Turn everything from the line containing "Review step: verify that every instance of the wine glass bowl" down to the line containing "Review step: verify that every instance of the golden", both included, into a numbered list, leaving out any blank lines.

# [PROVIDED ENTRIES]
——————————

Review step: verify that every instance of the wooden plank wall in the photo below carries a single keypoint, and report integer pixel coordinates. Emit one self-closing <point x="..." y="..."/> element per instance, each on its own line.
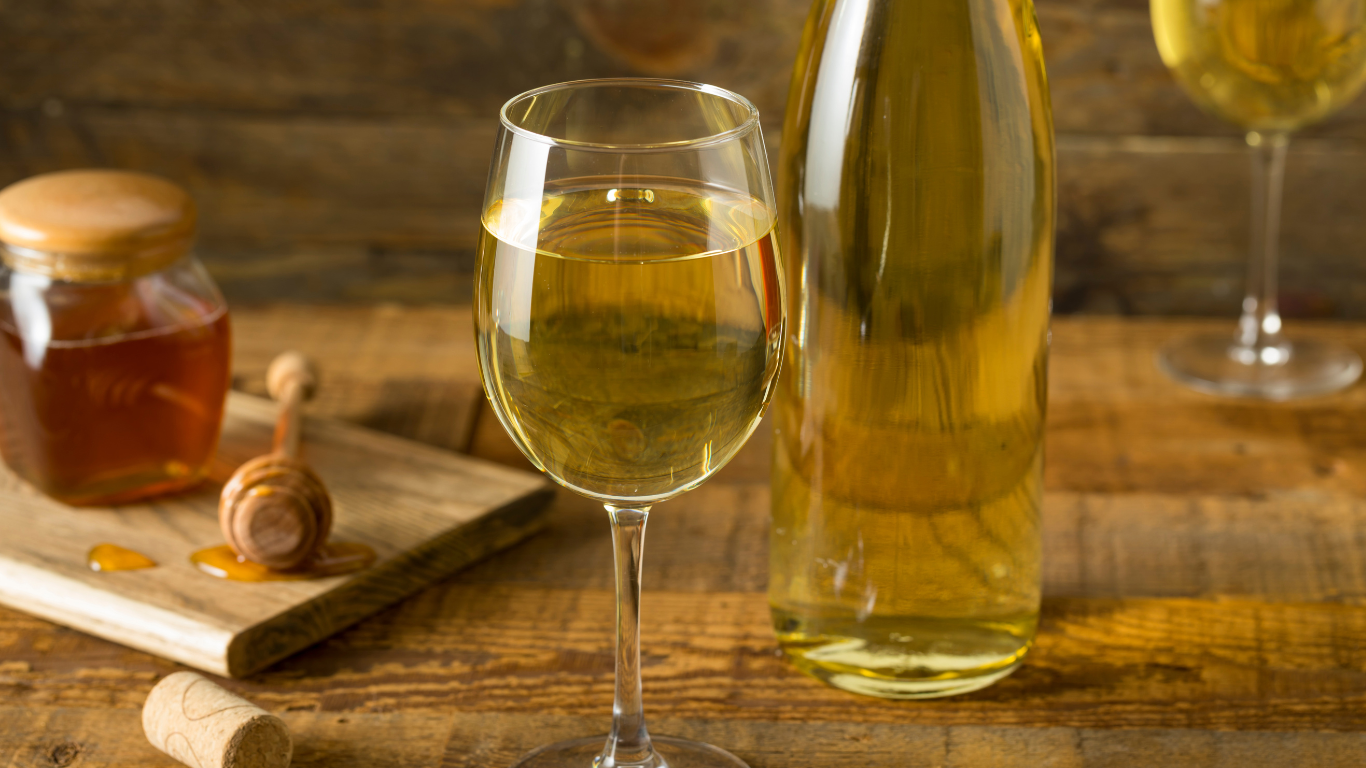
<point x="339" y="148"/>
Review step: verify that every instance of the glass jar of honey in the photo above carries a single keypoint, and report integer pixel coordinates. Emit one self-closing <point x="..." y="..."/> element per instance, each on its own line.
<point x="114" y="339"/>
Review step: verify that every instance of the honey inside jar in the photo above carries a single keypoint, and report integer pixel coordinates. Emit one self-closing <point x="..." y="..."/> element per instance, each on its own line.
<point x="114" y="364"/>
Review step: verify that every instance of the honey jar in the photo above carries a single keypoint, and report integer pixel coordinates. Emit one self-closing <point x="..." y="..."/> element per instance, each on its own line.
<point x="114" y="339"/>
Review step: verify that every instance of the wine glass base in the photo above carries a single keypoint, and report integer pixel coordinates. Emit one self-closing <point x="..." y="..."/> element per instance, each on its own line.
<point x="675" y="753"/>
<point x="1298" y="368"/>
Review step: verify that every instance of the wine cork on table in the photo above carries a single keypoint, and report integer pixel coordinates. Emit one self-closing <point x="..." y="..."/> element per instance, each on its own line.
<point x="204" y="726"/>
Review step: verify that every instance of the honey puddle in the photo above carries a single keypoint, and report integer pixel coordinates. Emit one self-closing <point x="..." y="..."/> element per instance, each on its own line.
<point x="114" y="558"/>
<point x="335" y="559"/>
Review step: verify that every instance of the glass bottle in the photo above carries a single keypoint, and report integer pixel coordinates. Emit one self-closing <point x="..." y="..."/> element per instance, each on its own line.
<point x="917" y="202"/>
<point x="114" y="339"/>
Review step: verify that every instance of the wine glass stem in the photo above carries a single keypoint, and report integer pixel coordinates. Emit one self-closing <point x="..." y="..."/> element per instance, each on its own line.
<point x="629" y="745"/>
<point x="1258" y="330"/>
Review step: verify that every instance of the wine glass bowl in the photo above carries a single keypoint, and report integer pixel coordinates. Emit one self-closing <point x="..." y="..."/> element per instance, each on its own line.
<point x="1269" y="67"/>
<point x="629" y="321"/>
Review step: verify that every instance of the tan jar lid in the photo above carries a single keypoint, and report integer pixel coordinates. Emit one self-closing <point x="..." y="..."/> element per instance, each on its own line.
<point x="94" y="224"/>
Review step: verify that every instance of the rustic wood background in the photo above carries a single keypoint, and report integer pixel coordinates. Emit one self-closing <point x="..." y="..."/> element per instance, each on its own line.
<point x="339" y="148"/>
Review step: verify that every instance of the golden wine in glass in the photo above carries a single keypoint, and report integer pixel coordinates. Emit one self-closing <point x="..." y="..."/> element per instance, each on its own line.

——————————

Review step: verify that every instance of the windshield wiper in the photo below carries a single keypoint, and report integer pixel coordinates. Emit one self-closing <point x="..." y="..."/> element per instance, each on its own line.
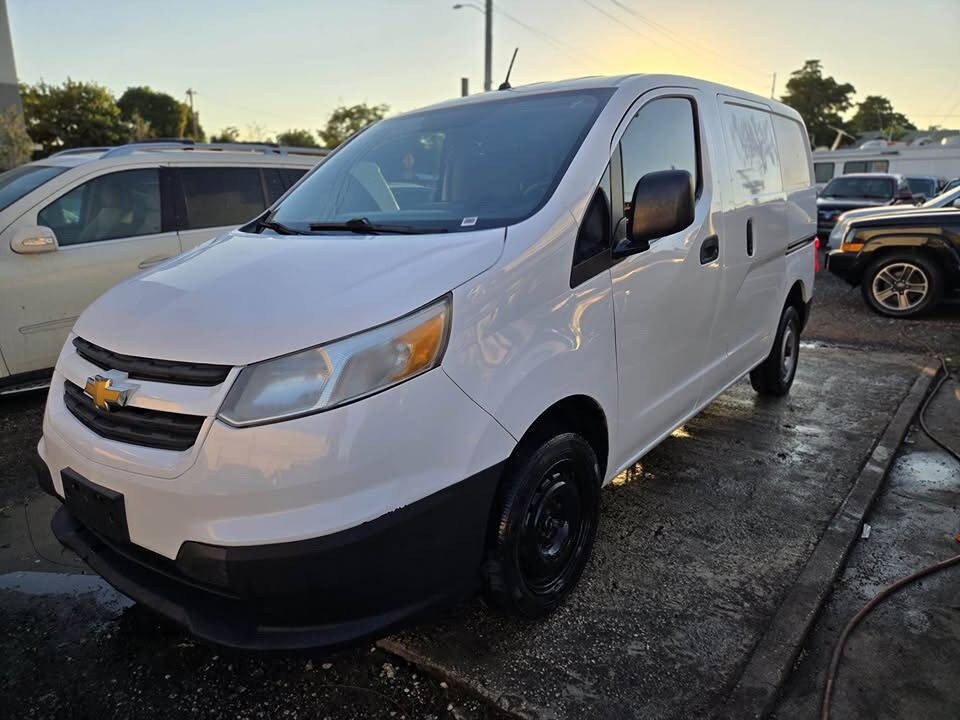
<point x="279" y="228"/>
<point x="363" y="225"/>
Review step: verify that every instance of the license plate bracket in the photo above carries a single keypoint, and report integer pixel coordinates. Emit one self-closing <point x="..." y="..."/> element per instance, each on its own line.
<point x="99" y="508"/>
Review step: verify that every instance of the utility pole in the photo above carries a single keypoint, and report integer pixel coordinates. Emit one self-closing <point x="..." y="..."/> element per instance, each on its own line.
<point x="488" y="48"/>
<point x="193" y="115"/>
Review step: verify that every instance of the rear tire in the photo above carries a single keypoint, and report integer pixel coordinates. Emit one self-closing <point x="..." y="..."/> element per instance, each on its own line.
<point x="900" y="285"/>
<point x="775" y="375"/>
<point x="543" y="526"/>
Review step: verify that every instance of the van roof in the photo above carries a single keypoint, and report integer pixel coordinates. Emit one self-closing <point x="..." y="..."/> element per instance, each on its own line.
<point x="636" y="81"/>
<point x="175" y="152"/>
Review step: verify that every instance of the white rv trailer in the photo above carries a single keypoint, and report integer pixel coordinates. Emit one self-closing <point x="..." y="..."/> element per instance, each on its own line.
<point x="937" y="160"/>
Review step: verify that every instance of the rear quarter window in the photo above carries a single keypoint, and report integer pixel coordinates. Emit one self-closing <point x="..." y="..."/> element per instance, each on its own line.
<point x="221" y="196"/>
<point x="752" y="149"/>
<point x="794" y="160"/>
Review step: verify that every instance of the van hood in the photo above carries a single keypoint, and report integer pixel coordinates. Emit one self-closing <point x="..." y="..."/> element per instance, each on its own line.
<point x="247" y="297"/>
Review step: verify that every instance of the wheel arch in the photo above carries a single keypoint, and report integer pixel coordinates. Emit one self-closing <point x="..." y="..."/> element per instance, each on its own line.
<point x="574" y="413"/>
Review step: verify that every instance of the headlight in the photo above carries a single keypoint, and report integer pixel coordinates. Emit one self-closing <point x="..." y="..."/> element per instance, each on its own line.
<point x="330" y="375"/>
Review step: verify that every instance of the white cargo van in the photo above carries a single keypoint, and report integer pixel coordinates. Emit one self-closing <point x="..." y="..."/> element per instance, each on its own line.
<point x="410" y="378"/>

——————————

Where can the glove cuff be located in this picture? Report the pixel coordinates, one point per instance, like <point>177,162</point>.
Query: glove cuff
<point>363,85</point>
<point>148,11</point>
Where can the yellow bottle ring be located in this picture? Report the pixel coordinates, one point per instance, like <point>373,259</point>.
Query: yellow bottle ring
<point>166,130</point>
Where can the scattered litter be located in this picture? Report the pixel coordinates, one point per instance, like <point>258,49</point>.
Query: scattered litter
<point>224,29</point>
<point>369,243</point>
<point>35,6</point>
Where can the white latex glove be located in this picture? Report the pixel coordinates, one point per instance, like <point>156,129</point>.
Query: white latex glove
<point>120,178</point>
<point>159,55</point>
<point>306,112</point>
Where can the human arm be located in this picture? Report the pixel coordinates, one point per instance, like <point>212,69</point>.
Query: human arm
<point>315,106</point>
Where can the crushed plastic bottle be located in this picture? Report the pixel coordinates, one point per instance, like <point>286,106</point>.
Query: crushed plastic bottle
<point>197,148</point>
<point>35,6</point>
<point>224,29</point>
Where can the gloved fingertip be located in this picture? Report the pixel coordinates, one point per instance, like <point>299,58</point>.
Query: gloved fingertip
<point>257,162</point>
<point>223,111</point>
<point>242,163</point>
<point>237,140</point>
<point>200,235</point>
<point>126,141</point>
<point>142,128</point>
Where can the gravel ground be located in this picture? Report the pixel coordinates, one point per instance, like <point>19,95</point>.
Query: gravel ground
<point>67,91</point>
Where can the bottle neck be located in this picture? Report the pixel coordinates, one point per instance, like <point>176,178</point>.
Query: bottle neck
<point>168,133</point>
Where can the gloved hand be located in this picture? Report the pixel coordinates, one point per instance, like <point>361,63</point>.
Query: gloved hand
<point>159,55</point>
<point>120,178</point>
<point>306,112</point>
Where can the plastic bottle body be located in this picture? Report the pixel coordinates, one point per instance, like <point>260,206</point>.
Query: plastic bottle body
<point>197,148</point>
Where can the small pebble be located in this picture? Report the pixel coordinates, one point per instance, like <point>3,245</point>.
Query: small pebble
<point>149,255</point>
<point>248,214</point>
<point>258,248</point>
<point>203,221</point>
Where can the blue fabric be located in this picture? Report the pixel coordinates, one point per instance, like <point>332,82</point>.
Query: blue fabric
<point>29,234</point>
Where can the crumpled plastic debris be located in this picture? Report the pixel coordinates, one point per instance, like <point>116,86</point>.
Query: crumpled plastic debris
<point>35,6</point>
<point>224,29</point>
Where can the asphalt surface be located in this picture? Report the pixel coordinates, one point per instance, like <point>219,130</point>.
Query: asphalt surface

——————————

# [WORKED ANSWER]
1. Review step: verify that every instance of the wine glass bowl in the photo above carries a single keypoint, and report integer pixel coordinates. Emit one self-closing <point x="..." y="..."/> element per instance, each on its own line.
2. <point x="1269" y="67"/>
3. <point x="629" y="321"/>
4. Review step: verify that every instance of the tan jar lid in the photo above carries a single keypoint, and report integer pixel coordinates. Emit one self-closing <point x="..." y="..."/> element per instance, each on its own line.
5. <point x="94" y="224"/>
6. Review step: verify that every instance of the rustic wood background in the photo above carries a single keypoint, and report integer pixel coordinates. Emit one self-closing <point x="..." y="..."/> element per instance, each on its own line.
7. <point x="339" y="148"/>
8. Review step: verify that every instance of the golden wine in glass in the photo above carries a single keypoint, and report integer pixel coordinates. Emit one self-closing <point x="..." y="..."/> element per instance, each on its own line.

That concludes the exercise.